= TUGAS LATIHAN =
#1 Ringkaslah tulisan tentang dramaturgi Goffman dan menikah muda dalam dua kalimat.
#2 Sebutkan setiap istilah untuk bagian panggung yang muncul dalam tulisan tentang dramaturgi Goffman, termasuk variasi urutan katanya.
#3 Teruskan tulisan tentang dramaturgi Goffman dan menikah muda mulai dari kalimat terakhirnya.

= KUTIPAN DOKUMEN =
:::::

(Analisis Teori Dramaturgi Erving Goffman pada Praktek Menikah Muda)
“Dunia ini, panggung sandiwara”
Hayo ngaku siapa yang baca tulisan itu sambil nyanyi? Lagu yang dipopulerkan Band Godbless itu ngena banget di realita hidup kita. Bagaimanapun tidak bisa dipungkiri kalau hidup kita bisa diibaratkan dalam sebuah panggung, pasti ada panggung depan yang ditampakkan pada dunia luar dan belakang panggung dimana tidak semua orang dapat melihat, kira kira begitu pendapat Erving Goffman dalam teori dramaturginya.
Nahh.. kali ini kita ini bakal ngebahas fenomena panggung depan dan panggung belakang di media sosial. Bukan hanya di kehidupan nyata, kehidupan media sosial juga lekat dengan “dua panggung” tersebut lebih tepatnya fenomena ke-uwu-an yang kita saksikan bersama di media sosial terkait selebgram yang menikah muda, yang biasanya diawali dengan perkenalan singkat lewat ta’aruf lalu memutuskan menikah. Bukan bermaksud untuk menyudutkan pihak manapun, tapi yok kita coba lihat, dibalik ke-uwu-an itu ada dong hal yang mesti kita perhatiin kalo kita mau ikut-ikutan. Setuju tydaaaa?

:::::

= BAGIAN DATA =
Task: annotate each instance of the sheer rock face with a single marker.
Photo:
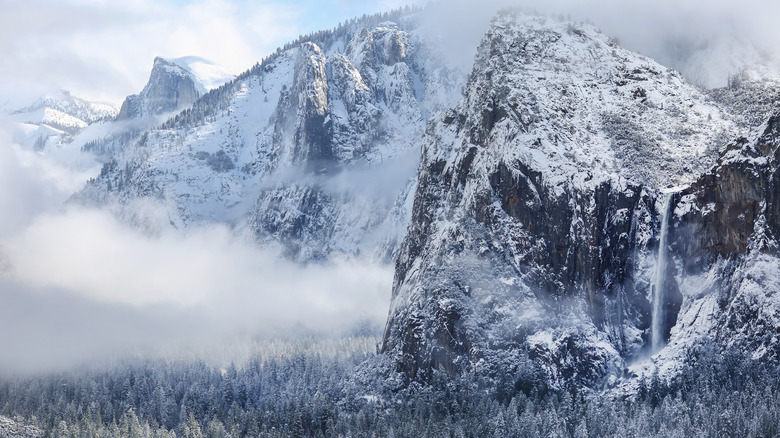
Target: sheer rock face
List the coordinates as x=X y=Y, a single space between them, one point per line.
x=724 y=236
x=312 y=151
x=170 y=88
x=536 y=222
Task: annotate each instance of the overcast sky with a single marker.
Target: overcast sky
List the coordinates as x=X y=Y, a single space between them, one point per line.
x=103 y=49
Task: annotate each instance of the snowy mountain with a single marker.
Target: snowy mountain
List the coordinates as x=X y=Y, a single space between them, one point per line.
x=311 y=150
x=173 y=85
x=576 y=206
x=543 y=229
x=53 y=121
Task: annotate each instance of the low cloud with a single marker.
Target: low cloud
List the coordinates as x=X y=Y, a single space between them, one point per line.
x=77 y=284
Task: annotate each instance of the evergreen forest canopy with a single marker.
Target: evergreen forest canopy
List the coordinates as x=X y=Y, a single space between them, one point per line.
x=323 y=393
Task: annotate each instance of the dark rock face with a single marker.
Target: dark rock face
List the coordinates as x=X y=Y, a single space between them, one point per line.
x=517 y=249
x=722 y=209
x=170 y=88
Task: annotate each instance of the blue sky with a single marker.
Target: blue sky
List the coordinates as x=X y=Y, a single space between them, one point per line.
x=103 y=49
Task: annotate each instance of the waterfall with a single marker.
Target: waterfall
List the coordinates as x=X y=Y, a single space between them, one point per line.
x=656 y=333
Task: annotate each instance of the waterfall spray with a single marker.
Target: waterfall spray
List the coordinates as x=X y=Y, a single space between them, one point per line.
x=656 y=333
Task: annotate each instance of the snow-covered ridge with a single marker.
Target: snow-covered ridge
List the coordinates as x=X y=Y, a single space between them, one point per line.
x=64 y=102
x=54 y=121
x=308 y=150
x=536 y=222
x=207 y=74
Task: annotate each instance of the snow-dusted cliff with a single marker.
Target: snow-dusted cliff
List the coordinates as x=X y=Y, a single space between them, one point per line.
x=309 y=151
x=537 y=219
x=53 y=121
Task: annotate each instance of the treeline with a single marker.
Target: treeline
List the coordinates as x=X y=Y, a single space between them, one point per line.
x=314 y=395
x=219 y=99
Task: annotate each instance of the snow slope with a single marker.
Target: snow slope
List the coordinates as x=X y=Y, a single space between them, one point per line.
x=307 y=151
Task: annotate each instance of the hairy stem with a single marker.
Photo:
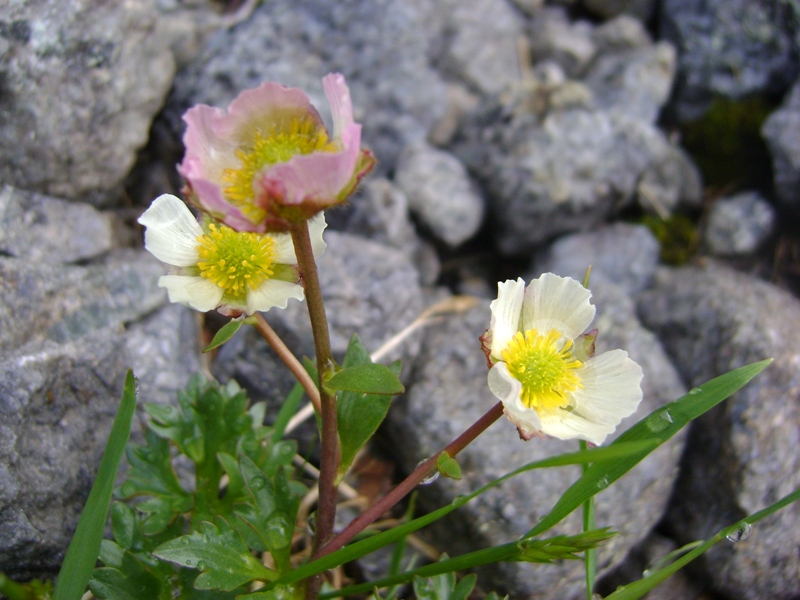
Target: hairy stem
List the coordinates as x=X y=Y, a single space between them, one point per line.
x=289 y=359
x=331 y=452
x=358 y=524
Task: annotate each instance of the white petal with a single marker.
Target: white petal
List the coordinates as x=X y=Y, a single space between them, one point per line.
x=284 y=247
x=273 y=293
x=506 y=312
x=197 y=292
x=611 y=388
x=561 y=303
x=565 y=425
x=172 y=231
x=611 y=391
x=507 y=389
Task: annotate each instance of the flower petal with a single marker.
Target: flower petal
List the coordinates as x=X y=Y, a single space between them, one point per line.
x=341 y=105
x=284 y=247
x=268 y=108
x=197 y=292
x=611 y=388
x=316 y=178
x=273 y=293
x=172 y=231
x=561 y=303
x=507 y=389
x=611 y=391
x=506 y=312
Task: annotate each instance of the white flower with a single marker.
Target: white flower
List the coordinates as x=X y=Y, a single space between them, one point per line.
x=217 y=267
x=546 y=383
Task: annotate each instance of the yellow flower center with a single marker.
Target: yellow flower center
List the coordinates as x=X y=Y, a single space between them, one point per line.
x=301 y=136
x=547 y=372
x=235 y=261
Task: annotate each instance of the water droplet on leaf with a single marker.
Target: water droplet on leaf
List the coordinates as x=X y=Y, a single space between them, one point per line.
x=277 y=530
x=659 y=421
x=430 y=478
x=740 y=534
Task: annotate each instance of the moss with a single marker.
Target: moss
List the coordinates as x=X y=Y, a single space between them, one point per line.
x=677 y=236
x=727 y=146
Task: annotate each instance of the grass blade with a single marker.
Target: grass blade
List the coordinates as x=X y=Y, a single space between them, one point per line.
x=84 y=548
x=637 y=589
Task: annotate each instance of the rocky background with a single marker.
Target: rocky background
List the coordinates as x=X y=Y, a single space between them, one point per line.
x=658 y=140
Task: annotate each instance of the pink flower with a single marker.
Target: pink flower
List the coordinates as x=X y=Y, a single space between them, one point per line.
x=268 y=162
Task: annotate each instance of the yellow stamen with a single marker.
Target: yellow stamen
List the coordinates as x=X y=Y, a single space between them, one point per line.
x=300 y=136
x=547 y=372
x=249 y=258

:::::

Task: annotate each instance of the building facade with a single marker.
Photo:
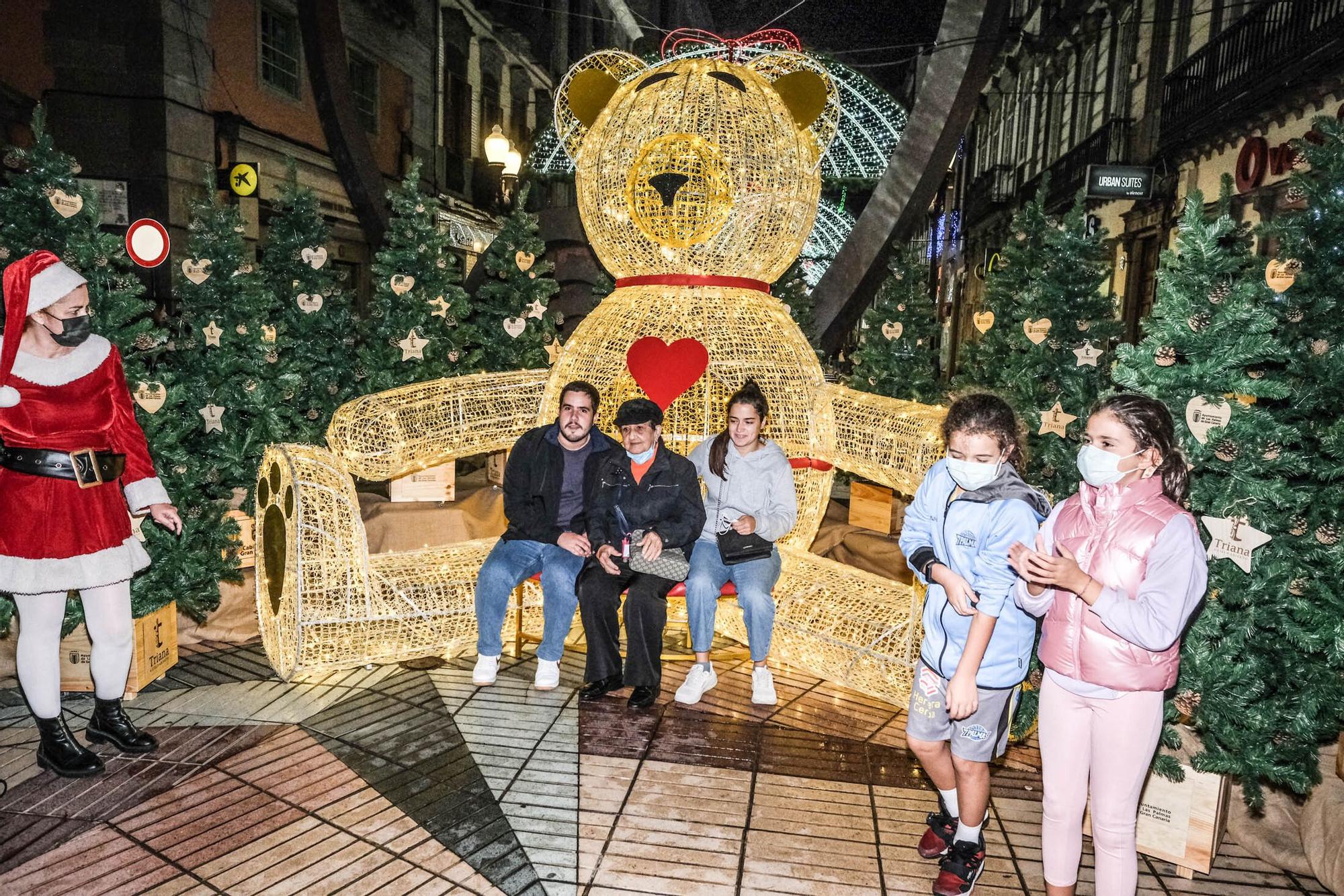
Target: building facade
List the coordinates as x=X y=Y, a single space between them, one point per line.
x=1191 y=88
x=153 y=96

:::::

= KUNCI JAWABAN =
#1 Tulisan ini mengibaratkan hidup sebagai panggung yang, menurut teori dramaturgi Erving Goffman, memiliki panggung depan yang ditampakkan kepada dunia luar dan belakang panggung yang tidak dapat dilihat semua orang. Penulis lalu hendak membahas kedua panggung itu di media sosial, khususnya fenomena selebgram yang menikah muda setelah perkenalan singkat lewat ta'aruf, dan mengajak pembaca memperhatikan hal-hal di balik ke-uwu-an itu sebelum ikut-ikutan.

#2 panggung depan; belakang panggung; panggung belakang

#3
Nikah muda belakangan ini menjadi tren populer di sosial media, terutama di instagram. Pemicunya adalah hadirnya beberapa influencer berusia muda (bahkan di bawah umur 19 tahun) yang sudah melangsungkan pernikahan dan kerap mengunggah gambaran ‘indahnya’ kehidupan berumah tangga yang mereka jalani. Begitu juga tagar #relationshipgoals pun gempar memenuhi kolom komentar mereka. Nikah muda seakan menjadi tren kekinian terhangat di kalangan para anak muda. ‘Tren’ ini menjadi salah satu penyebab data pada Child Marriage Reporthasil kerjasama BPS dengan UNICEF tahun 2018, bahwa 1 dari 9 anak perempuan di Indonesia sudah menikah. Perempuan umur 20-24 tahun yang menikah sebelum berusia 18 tahun di tahun 2018 diperkirakan mencapai 1.220.900 orang dan angka ini menempatkan Indonesia pada 10 negara dengan angka absolut perkawinan anak tertinggi di dunia di tahun 2020. Uwu sih, tapi.. yakin kalau kehidupan nikah muda itu 100% menyenangkan dan layak dijadikan sebagai tujuan hidup?
Usia remaja umumnya belum memiliki banyak pengalaman untuk menghadapi hal-hal besar seperti menikah dan berumah tangga. Kedewasaan pun juga menjadi tolok ukur yang patut dipertanyakan pada mereka yang berusia muda sebelum melaju ke jenjang pernikahan. Nikah muda tidak selalu berujung bahagia karena terdapat banyak hal yang perlu dipertimbangkan di balik semua keindahan itu.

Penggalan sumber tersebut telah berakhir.